--- Start MATERIAL SUPPLIED ---

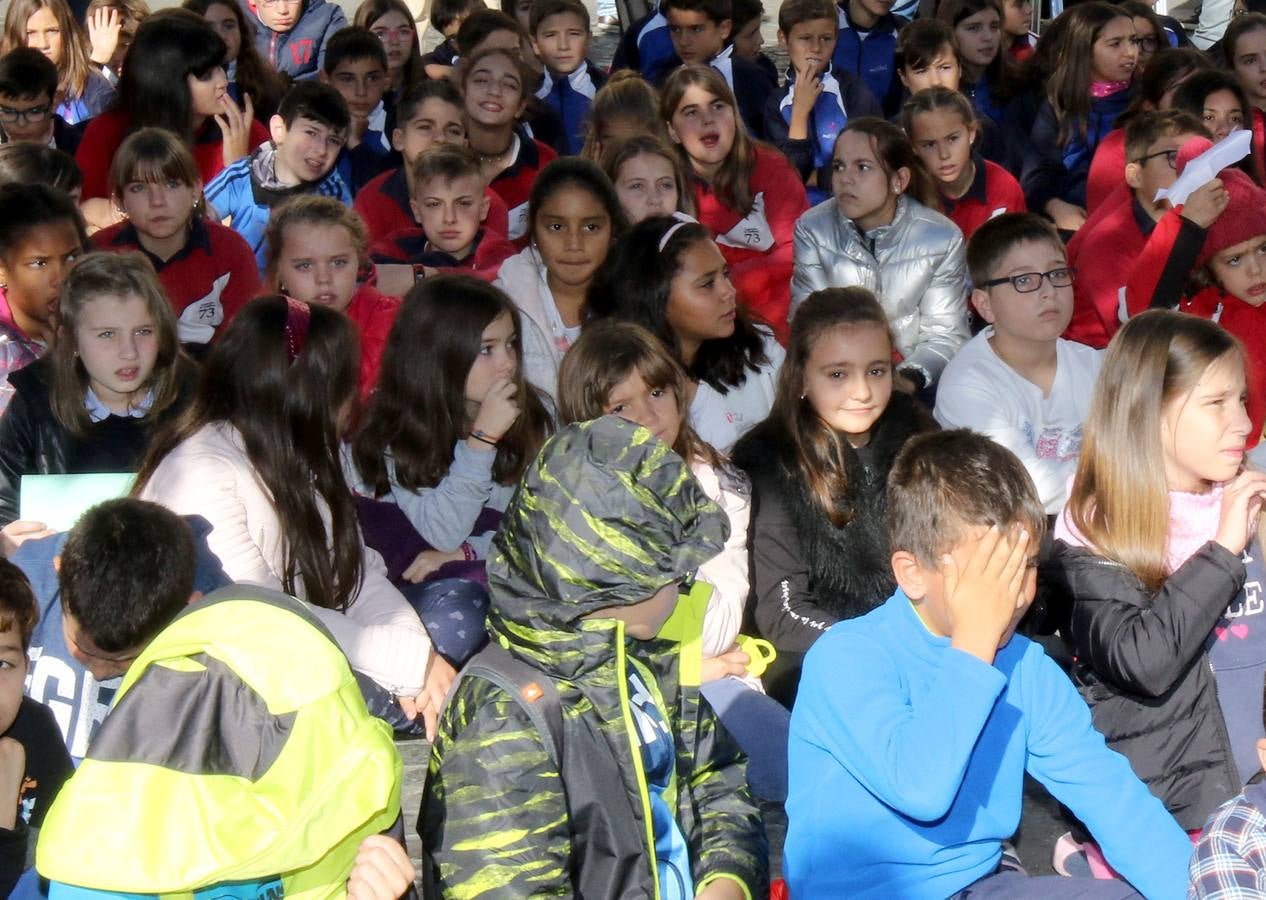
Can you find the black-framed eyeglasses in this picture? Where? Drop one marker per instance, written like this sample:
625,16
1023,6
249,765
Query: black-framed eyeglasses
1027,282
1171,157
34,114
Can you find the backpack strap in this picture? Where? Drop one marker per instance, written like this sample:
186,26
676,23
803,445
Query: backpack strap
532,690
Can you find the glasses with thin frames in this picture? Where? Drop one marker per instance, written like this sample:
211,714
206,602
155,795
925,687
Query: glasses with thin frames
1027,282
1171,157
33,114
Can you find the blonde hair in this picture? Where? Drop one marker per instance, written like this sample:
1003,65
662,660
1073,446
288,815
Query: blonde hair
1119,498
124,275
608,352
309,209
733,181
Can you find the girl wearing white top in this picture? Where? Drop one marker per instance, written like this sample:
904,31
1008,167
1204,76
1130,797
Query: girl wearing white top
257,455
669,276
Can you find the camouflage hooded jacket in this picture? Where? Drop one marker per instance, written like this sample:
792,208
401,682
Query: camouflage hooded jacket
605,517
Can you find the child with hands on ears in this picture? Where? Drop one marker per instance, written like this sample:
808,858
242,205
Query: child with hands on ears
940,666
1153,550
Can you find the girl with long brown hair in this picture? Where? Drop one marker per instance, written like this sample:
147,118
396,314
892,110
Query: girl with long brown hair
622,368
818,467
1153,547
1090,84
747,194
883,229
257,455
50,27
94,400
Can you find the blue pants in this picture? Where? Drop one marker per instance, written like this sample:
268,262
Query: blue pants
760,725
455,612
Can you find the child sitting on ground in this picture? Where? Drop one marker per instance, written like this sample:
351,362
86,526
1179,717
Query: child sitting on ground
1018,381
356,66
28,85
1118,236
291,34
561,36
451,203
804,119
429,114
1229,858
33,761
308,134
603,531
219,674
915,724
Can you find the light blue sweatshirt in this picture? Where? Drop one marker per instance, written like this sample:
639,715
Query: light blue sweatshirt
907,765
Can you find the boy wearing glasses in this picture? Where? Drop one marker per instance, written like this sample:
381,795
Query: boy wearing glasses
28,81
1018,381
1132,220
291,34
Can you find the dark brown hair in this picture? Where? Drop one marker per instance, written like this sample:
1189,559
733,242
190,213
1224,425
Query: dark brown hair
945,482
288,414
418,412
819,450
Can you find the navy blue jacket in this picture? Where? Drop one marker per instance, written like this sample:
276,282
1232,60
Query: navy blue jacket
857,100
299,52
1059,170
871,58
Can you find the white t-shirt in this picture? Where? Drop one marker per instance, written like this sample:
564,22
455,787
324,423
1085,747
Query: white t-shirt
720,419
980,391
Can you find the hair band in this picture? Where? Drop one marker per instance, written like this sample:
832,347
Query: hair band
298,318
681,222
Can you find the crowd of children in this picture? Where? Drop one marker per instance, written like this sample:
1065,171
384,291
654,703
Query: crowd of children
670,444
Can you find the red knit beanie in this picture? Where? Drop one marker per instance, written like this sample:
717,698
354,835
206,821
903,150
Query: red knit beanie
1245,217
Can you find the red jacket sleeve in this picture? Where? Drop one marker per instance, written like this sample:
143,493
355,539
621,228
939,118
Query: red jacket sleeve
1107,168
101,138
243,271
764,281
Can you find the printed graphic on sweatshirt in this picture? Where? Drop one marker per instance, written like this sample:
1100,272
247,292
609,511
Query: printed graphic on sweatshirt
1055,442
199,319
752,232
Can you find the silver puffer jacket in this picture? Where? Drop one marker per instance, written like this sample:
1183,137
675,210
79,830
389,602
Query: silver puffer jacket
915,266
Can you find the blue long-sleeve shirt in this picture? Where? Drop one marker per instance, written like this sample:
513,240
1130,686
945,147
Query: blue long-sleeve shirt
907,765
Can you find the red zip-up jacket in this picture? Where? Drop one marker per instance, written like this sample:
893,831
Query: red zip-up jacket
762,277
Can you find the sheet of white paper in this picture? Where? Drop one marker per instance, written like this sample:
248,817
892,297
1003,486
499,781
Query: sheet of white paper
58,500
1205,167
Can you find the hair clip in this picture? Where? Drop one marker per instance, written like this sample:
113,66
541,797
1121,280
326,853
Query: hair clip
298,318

--- End MATERIAL SUPPLIED ---
--- Start MATERIAL SUPPLIED ---

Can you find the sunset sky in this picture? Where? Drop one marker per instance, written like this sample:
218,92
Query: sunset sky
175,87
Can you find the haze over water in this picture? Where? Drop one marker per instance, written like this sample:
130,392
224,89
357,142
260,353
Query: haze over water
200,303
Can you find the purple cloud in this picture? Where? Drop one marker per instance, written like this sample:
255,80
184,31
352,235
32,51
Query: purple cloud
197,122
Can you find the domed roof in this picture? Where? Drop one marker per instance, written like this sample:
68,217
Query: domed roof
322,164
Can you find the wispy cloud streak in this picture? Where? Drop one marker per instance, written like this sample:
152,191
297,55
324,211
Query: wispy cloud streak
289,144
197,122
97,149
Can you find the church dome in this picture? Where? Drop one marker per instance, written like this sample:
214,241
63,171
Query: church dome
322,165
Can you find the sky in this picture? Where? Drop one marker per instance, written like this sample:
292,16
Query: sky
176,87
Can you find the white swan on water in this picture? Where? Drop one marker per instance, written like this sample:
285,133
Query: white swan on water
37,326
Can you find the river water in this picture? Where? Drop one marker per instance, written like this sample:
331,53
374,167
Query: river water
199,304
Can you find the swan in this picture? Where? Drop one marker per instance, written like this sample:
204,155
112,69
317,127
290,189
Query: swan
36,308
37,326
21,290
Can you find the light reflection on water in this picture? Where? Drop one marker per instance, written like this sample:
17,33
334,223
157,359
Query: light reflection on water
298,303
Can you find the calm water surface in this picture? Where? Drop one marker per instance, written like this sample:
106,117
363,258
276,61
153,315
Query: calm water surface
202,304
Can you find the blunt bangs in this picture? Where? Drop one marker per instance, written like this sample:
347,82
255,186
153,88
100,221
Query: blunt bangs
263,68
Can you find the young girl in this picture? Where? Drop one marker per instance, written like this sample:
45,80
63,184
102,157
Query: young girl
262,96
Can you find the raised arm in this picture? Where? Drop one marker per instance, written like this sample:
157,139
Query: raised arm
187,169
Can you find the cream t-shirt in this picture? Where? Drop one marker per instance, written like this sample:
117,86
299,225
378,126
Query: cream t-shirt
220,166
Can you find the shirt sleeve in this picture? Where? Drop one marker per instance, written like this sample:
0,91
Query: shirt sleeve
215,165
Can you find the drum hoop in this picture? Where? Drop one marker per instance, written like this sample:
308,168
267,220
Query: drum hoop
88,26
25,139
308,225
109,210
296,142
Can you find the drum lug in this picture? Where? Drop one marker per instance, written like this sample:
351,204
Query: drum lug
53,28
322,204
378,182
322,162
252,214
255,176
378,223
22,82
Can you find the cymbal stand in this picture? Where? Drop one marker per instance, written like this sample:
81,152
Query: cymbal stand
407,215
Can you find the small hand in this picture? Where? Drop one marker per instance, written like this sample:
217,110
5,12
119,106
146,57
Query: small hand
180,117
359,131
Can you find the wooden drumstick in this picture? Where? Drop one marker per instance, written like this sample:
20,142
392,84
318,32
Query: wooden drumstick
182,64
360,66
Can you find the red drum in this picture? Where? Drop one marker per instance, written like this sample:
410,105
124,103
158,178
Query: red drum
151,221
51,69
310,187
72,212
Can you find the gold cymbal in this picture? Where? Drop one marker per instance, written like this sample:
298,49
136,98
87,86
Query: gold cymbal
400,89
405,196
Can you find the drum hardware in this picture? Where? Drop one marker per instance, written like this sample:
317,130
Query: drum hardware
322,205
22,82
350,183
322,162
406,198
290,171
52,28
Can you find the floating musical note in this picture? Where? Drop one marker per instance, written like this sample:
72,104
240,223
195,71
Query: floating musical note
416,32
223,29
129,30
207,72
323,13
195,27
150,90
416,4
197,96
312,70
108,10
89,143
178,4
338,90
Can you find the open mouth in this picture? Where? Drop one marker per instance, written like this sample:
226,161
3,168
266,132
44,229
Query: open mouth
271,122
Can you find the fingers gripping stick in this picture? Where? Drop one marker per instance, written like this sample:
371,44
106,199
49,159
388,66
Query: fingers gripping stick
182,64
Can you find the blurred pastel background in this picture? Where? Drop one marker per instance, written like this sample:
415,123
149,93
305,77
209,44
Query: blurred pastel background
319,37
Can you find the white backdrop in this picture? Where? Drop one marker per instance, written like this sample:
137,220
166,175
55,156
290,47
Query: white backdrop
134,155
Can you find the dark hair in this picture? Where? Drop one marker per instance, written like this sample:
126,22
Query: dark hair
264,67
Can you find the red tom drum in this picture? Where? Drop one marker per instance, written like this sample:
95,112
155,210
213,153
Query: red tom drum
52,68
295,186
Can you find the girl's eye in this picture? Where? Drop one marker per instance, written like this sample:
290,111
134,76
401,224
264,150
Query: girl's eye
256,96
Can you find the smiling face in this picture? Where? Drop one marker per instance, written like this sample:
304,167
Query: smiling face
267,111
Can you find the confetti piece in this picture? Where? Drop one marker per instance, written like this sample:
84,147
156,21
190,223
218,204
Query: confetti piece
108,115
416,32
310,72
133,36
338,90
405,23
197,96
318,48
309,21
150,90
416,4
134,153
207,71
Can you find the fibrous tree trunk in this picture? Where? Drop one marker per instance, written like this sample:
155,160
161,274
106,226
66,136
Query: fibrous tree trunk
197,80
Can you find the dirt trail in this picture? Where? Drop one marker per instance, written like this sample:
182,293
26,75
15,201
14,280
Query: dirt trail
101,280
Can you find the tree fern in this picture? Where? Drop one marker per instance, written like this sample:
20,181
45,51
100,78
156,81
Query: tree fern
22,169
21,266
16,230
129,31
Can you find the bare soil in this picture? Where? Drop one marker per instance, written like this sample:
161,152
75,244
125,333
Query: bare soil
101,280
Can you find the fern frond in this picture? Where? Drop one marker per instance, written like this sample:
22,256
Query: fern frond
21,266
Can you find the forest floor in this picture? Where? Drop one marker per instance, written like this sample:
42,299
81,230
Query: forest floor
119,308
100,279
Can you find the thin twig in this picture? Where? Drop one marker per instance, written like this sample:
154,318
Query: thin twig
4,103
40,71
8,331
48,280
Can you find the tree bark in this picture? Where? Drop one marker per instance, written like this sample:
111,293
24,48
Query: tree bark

--- End MATERIAL SUPPLIED ---
--- Start MATERIAL SUPPLIED ---

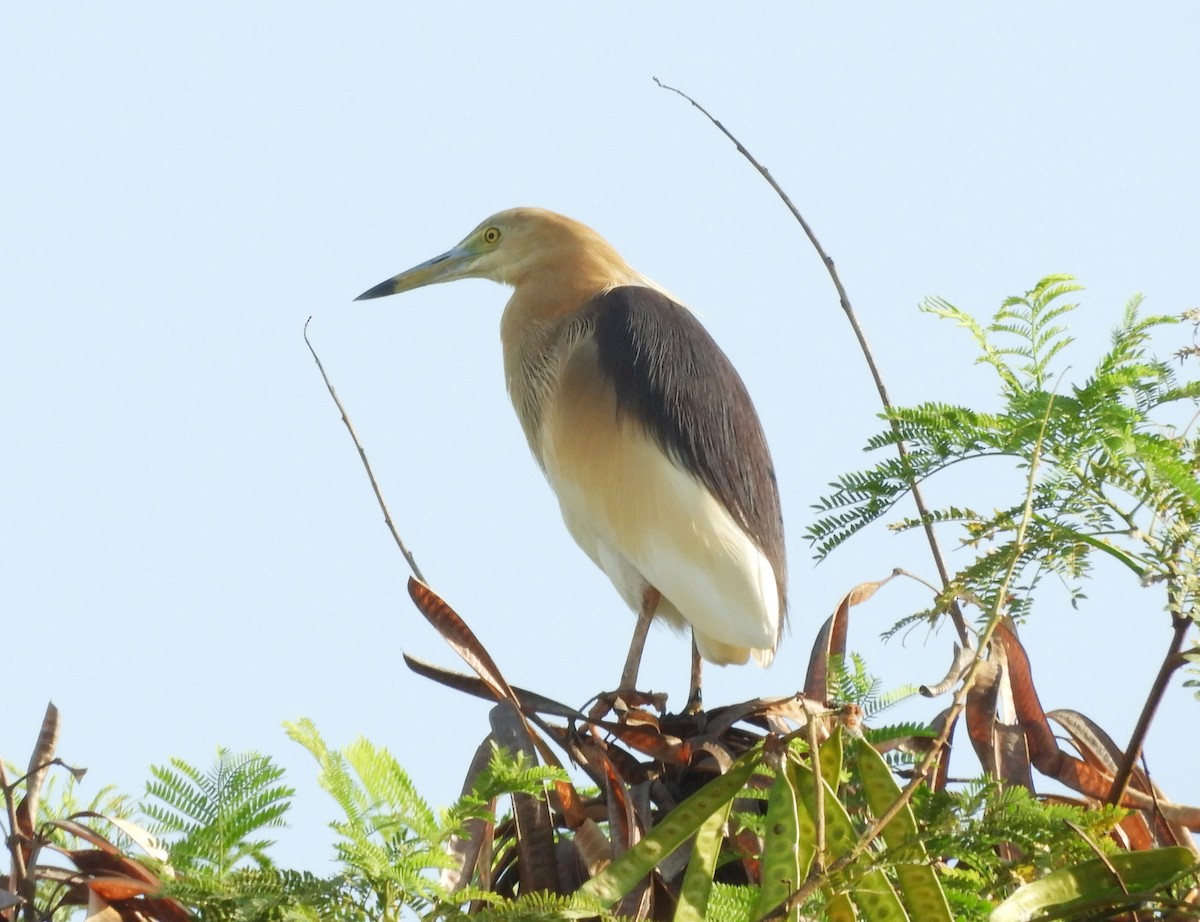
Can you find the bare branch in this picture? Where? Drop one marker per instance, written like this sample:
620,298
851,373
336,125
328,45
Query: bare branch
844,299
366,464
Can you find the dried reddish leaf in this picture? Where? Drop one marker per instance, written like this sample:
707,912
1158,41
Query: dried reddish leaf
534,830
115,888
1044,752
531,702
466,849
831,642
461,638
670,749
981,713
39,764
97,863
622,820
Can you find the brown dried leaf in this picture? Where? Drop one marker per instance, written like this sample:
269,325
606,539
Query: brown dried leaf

--- End MATERIAL SUPPLIED ---

List every line above that contains the string "dark". Case counts, so only match lines with that exact capitalization.

Can you find the dark brown hair in this picture? Where? Drop one marker per instance, written like this sample:
Query: dark brown hair
Can you find the dark hair in this picture? Where? Drop one marker per instance, written like this sample:
Query: dark hair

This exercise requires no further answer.